──────── Records for the exercise ────────
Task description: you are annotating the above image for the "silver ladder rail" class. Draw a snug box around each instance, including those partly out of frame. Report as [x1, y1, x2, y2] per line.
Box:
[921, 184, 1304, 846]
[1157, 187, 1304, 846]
────────
──────── Records for the exercise ────────
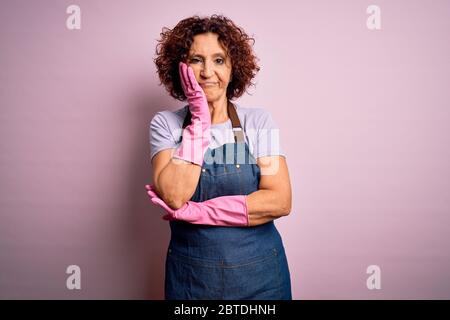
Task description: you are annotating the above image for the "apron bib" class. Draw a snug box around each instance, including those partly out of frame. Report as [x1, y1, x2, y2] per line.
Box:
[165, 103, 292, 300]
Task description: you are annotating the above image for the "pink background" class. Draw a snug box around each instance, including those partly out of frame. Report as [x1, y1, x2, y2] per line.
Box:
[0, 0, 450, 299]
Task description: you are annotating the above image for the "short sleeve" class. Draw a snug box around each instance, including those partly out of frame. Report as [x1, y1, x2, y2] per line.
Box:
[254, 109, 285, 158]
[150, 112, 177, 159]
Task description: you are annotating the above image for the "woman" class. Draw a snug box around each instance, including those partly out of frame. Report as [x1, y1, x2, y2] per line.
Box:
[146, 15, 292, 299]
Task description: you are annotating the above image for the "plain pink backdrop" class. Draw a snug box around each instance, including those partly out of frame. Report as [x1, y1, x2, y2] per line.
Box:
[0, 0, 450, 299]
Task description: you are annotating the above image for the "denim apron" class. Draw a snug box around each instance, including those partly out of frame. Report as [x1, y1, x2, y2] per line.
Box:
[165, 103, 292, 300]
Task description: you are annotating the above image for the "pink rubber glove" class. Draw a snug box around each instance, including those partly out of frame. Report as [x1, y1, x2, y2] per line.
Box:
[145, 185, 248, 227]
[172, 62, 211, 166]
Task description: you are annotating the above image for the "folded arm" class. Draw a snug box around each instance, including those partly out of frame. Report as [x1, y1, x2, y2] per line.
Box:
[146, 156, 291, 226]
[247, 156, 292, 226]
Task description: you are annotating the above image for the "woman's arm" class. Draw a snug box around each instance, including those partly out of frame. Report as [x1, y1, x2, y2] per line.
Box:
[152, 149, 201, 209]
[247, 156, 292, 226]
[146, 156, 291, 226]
────────
──────── Records for the exercise ────────
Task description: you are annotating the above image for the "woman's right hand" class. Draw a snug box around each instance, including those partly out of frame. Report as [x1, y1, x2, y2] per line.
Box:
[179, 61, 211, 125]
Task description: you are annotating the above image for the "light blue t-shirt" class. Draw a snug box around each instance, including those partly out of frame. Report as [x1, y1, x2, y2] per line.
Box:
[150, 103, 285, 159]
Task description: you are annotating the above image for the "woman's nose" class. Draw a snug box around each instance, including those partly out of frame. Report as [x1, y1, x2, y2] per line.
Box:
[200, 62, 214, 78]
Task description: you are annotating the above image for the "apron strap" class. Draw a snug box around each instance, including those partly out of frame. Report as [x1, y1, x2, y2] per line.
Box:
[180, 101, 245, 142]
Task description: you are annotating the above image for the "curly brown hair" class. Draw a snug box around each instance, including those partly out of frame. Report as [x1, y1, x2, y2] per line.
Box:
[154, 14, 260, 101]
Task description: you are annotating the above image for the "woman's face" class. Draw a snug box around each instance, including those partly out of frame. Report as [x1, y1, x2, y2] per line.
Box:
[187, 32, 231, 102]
────────
What the task requires
Find each line of the records above that contains the word "apron" and copy every such line in full. Case counts.

Completed exercise
Task description: you are annotating the above image for the "apron bib" class. Draw a snug box around each instance, including those partly out of frame. Report as [x1, y1, x2, y2] per line.
Task description: you are annotating the above image for the "denim apron" class. Draw a snug box around each instance, including those partly out of frame. Report as [x1, y1, x2, y2] per line.
Task description: you are annotating the above image for the "apron strap" class. Draw a snug box around each instance, including those partly out of frame. Report as [x1, y1, x2, y2] per line.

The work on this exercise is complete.